─── Data ───

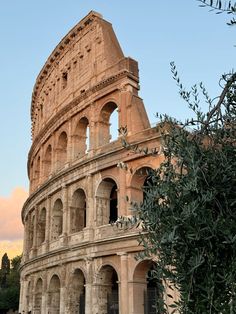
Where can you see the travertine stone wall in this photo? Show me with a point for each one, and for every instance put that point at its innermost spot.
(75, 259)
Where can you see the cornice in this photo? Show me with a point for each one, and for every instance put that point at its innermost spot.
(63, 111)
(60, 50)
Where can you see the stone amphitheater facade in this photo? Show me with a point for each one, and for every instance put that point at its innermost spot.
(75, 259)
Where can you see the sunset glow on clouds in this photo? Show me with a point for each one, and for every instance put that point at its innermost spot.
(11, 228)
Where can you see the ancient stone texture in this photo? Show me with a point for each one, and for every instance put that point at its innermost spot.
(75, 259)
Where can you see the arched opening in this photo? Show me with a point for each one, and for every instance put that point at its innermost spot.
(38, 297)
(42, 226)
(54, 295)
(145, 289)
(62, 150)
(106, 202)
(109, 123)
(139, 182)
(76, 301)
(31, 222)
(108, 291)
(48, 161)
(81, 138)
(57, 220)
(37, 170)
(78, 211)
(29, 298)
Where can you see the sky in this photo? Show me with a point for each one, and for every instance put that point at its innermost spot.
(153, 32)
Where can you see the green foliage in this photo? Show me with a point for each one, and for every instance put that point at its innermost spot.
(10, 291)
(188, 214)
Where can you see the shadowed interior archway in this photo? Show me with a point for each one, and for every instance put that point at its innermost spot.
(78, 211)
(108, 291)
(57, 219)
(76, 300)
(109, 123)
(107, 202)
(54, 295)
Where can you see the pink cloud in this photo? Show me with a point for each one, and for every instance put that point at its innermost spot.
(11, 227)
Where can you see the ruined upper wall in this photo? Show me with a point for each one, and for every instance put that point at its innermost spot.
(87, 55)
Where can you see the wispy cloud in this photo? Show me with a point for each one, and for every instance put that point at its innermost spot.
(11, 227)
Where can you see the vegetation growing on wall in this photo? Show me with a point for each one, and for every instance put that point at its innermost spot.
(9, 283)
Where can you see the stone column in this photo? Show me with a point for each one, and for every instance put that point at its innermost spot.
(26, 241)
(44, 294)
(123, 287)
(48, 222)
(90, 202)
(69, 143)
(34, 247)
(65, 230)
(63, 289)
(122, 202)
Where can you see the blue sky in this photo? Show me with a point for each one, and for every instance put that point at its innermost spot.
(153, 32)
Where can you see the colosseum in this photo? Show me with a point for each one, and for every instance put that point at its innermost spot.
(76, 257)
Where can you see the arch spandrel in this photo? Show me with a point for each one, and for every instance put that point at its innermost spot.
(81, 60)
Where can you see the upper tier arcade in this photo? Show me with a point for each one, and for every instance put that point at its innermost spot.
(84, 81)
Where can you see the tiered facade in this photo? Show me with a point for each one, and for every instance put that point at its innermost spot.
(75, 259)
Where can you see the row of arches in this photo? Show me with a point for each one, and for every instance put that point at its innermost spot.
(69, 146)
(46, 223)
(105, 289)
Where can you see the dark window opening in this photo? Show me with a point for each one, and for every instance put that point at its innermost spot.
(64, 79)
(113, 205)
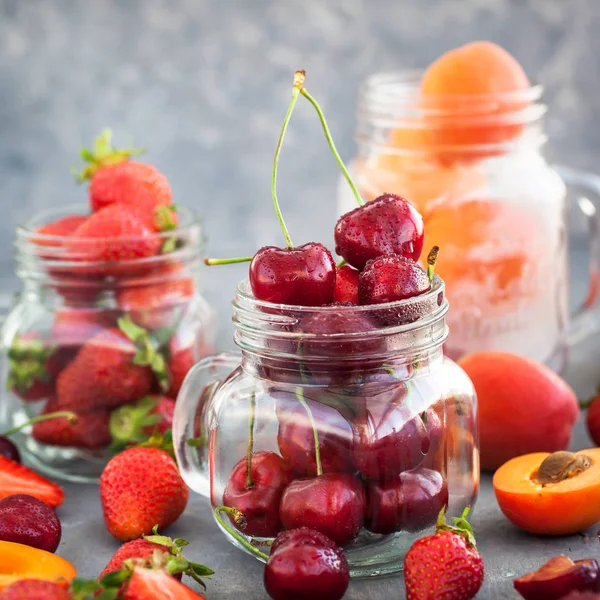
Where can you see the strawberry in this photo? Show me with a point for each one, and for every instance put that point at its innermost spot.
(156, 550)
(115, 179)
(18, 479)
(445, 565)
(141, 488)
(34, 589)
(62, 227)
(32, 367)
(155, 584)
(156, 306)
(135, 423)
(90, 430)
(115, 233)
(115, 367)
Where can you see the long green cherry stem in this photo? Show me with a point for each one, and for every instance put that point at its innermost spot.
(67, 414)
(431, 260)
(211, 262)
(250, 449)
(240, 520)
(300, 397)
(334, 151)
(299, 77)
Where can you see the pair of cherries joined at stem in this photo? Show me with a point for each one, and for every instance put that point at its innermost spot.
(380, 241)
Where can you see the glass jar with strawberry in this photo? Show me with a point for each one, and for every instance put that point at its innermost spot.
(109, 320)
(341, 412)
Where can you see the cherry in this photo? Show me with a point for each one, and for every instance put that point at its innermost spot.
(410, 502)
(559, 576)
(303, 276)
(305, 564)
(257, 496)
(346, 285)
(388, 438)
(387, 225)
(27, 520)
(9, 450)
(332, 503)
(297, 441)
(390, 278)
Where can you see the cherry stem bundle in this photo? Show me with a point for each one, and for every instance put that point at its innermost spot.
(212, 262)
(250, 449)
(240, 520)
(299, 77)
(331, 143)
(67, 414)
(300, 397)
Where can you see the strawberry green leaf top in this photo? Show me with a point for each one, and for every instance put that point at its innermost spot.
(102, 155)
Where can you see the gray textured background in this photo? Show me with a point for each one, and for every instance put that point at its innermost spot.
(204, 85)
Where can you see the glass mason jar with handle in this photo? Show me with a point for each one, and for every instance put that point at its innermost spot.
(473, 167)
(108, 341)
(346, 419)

───

→ Objective
Will you restate every entry word for word and omit the images?

→ Response to this task
Where can you see the travertine stone wall in this photo? Show me with a point for each one, and for every instance put that point at its innermost spot.
(75, 259)
Where can you see the cornice in this photo? Show me with a point for each one, and for every instance put that point at its innermost spot.
(63, 111)
(60, 50)
Where can you see the stone amphitheater facade in this photo? Show me with a point for each one, and for every instance put that point at its innermost spot.
(75, 259)
Where can you see the sunset glow on clouds in this photo? Show me with a point for each one, and for every instance put that point at its innermost spot.
(11, 228)
Where can you see the ancient stone texture in this photo? Show me with a point for each one, and for every instance put that point at its innermost spot.
(75, 259)
Where can you see the arched opening in this photo? Show me with a point for each one, and for every instance put that point at its innermost spot.
(38, 297)
(42, 226)
(54, 295)
(145, 289)
(62, 150)
(106, 202)
(109, 123)
(139, 182)
(76, 301)
(31, 222)
(108, 291)
(48, 161)
(81, 138)
(57, 220)
(37, 170)
(78, 211)
(29, 298)
Where can you see the sky in this photo? Show me with a point for each one, and for every instance put that point at its innermost spot.
(153, 32)
Where can you see the green foliage in this photo? Show me with a point for each one, and for every instance put that point at its innermost spot.
(10, 291)
(188, 214)
Where can you see the shadowed interior archway in this photo? Show me with a point for each one, and for every instance put that point at its innermost spot.
(78, 211)
(108, 291)
(57, 219)
(76, 300)
(109, 123)
(107, 202)
(54, 295)
Where can you see the pink cloud in this photo? Show me with a point for each one, and for every instance put that point at its innermost spot.
(11, 227)
Where can you see the ruined upper wall in this photo? Show me with a point for each one, and for every instance put that point at its innermost spot.
(87, 55)
Where can you see the wispy cloud in this photo? Show me with a point for each one, and for every instance put that point at its innermost spot.
(11, 227)
Where can you see the vegetation growing on wall in this photo? Show me with a point for each one, and for every instance put that point at its innermost spot.
(9, 283)
Where can you see the stone column in this photo? Show me with a point for each one, and for every instance put that point at its innermost spot.
(26, 241)
(44, 294)
(123, 287)
(48, 222)
(90, 202)
(69, 143)
(34, 247)
(65, 230)
(63, 289)
(122, 202)
Where can you see the blue sky in this photo? Show me with a point for each one, and for every instance put that point at its innermost spot.
(153, 32)
Where can you see the colosseum in this photo? Show me with a point for each one, and for every instance put that point at its innermost spot.
(76, 257)
Where can you see the arch spandrel in this photo? Show me with a point for each one, and for every instance put that point at its innermost spot.
(81, 60)
Where can you see the upper tier arcade in this photo? Show me with a point for each one, and for every instance put that point at its innermost spot.
(84, 81)
Where can you see the tiered facade in this photo? Show me with a point for each one, and for every instance put that point at its innermost spot.
(75, 259)
Where can you see the row of arches in this photo? Show me with a point for each one, and for every instance put that point at its innermost spot.
(69, 146)
(46, 223)
(105, 289)
Where can you see the dark window opening in this photo? Show me with a point for each one, and for every instance put that point at its innermost spot.
(64, 79)
(113, 205)
Where can you see the strawberry in this photo? Show me with a point for each one, and for every instance put that point at its innermost spot.
(156, 550)
(115, 179)
(18, 479)
(445, 565)
(141, 488)
(34, 589)
(62, 227)
(32, 367)
(155, 584)
(156, 306)
(135, 423)
(90, 430)
(115, 233)
(115, 367)
Where can you see the long green cherry stem in this photo? Show me with a point for each one, and for every instance put that point at its innermost spot.
(67, 414)
(431, 260)
(211, 262)
(250, 449)
(240, 520)
(300, 397)
(334, 151)
(299, 77)
Where can you see the pair of cherries joined at stem in this photo? Show me with a point for each one, and for every instance put that point at its innermost spot.
(380, 241)
Where can you see the glass jar with strawberry in this photo? Show me with a point for each one, and for every instance put that point at its innermost spot.
(109, 320)
(341, 412)
Where can you see the cherry in this photo? Show me with a point for each one, and for every instance put that point at its innermost spot.
(410, 502)
(559, 576)
(303, 276)
(305, 564)
(257, 496)
(346, 285)
(388, 438)
(387, 225)
(27, 520)
(9, 450)
(332, 503)
(297, 441)
(390, 278)
Where can you see the cherry stem bundle in this photo? Show me with a point for each one, and for every instance put that point at its innermost spot.
(212, 262)
(250, 449)
(240, 520)
(299, 77)
(331, 143)
(67, 414)
(300, 397)
Where can you see the strawberry green leaf top in this photo? Show me with a point for each one, and for every instance put that point at its innermost spot.
(102, 155)
Where can you see the gray textured background in this photo? Show me with a point for each one, and for every instance put that point at its innermost spot.
(204, 85)
Where can you see the glass mason jar with handle in this photo? Show me with a point for each one, and for every instance put that point at its innermost spot.
(473, 167)
(108, 341)
(346, 419)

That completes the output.